** How to complete this task **
Type out the entries again, keeping every word unchanged.

Top of Information given

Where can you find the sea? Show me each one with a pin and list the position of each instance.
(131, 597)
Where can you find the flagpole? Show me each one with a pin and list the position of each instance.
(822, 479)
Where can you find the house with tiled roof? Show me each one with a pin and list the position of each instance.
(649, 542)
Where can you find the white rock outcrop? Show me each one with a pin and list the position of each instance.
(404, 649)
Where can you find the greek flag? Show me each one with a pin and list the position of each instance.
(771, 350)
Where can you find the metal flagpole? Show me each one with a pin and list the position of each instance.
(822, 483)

Bottom of Information given

** Answer to this task **
Where can you find the sea? Show me each one with a pin and list the position of each instance.
(131, 597)
Where can you find the flagpole? Show me each one with a pin and list the position of each instance.
(822, 479)
Where can you find the house with tiled roof? Show me each one with a pin and list the position of each instance.
(649, 542)
Where can you find the white rock outcrop? Show me each one with a pin and list the position of each instance.
(404, 649)
Where can you find the greek flag? Show me each one with a pin and list the position of each instance.
(771, 350)
Where can you find the metal flagpole? Show me each one with a pin and list the position of each instance.
(822, 483)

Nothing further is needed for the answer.